— Отрывок —
★ ★ ★ ★

Л. Кандаурова: У меня есть два прекрасных отрывка о том, как зритель мог вести себя на рубеже XIX-XX в. Это воспоминания Шаляпина, который смотрел в Италии некую посредственную оперу. Там был звёздный вокалист, фамилия его была Таманьо, дирижировал Тосканини. Представьте себе ложу. В ней сидит компания: Пуччини, Шаляпин и Масканьи. И вот в какой-то момент публика рукоплещет вокалисту, и композитор оказался настолько наивен, что принял это на свой счет и попытался выбраться на сцену.
И вот Шаляпин пишет: «Но тут разразился такой адов концерт, какого я не только никогда не слыхал, а и представить себе не мог бы! Почтенные, солидные, прекрасно одетые люди, сидевшие в партере, в ложах, и все население театра точно обезумело: пищали, визжали, рычали, так что мне стало даже боязно и жутко, захотелось уйти из театра.

★ ★ ★ ★

— Что требуется —
Продолжите отрывок о поведении оперной публики, начав сразу после его последнего предложения выше.

★ ★ ★ ★

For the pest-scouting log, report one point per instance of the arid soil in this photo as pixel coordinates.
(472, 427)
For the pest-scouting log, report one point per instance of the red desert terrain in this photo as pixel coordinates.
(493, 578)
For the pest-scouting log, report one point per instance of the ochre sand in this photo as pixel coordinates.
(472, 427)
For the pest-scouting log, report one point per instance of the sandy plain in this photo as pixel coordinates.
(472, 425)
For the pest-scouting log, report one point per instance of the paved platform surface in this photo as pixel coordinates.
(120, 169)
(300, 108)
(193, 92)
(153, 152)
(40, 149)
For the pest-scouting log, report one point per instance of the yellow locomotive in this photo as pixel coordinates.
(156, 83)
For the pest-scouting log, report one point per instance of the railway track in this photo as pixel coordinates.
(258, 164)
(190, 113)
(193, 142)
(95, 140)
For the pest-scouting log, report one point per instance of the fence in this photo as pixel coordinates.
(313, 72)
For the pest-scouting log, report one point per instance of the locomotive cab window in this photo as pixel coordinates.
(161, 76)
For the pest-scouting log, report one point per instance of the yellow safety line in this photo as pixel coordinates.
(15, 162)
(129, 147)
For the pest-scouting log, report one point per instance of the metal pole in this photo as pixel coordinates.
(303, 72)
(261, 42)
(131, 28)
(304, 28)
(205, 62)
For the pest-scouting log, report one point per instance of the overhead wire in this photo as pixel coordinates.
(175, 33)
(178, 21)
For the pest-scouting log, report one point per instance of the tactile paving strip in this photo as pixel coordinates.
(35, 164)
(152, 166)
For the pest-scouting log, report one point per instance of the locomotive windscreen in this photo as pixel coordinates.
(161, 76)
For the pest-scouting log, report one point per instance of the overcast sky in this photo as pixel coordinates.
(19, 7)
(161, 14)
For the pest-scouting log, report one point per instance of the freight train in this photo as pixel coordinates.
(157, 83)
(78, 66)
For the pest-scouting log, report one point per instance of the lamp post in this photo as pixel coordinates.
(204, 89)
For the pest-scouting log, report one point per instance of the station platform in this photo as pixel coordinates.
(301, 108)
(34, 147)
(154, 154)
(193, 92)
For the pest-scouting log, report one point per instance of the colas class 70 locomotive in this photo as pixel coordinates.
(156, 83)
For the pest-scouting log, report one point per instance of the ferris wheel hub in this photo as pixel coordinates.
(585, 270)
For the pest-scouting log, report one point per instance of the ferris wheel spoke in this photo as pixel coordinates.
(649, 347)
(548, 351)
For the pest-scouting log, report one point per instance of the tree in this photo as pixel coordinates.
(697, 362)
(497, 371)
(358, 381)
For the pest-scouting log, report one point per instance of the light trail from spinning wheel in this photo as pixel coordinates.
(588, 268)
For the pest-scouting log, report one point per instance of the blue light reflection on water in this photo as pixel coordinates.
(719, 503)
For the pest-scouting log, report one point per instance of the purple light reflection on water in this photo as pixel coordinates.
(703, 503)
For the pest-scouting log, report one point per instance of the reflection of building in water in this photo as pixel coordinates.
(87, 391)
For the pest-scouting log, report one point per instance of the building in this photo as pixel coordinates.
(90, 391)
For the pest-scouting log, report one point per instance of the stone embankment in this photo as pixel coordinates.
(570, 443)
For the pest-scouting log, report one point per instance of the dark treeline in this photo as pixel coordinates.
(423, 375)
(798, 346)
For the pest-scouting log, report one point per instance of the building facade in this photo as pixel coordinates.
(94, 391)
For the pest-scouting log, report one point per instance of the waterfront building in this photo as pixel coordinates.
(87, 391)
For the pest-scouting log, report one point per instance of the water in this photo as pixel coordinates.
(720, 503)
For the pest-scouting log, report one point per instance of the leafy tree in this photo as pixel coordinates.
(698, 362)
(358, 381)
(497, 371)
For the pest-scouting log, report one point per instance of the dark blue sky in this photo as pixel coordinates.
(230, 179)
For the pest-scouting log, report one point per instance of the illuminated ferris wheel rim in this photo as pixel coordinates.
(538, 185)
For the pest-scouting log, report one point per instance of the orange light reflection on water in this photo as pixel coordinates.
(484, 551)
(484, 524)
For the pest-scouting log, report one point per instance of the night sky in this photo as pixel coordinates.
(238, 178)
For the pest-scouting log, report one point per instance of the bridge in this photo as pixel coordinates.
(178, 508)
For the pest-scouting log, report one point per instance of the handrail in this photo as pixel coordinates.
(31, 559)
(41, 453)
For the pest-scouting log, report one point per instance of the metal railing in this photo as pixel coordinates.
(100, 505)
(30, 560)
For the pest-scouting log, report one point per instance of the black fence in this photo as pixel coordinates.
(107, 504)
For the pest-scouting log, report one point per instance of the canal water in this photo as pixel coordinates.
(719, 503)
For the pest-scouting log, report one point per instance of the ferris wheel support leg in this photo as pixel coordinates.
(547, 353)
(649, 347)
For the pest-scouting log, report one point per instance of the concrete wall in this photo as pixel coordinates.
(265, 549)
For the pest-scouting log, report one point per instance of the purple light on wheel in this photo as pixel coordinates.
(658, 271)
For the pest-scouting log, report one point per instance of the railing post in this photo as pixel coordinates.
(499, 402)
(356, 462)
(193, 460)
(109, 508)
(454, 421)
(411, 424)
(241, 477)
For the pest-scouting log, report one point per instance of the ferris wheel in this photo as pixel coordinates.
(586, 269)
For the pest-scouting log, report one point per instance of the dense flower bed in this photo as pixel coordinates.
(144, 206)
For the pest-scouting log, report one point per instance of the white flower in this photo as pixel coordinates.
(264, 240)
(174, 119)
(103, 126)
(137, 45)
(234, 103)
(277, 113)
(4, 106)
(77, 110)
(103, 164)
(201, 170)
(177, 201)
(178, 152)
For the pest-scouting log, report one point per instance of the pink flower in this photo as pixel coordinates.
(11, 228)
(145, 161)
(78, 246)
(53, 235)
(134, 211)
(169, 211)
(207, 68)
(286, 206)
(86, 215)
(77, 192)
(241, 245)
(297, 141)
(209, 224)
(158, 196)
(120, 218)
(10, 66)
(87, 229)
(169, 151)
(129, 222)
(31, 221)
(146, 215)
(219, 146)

★ ★ ★ ★

— Готовое решение —
— Ну, этот спектакль не кончится, – говорили в нашей ложе, а Рикорди спросил меня:
— Хотите подождать конца или идём сейчас? Может быть, подождёте? Это, наверное, кончится оригинально!
— Что же может быть оригинальнее? – говорю я.
— А бывает, что несколько человек из публики берут дирижёра вместе со стулом и уносят его в фойе!
— Разве это не обижает дирижёра?
— Нет, почему? Ведь это делается по-товарищески, шутя. Дирижёр и сам понимает, что оперу ему продолжать нельзя, — что ж ему обижаться?».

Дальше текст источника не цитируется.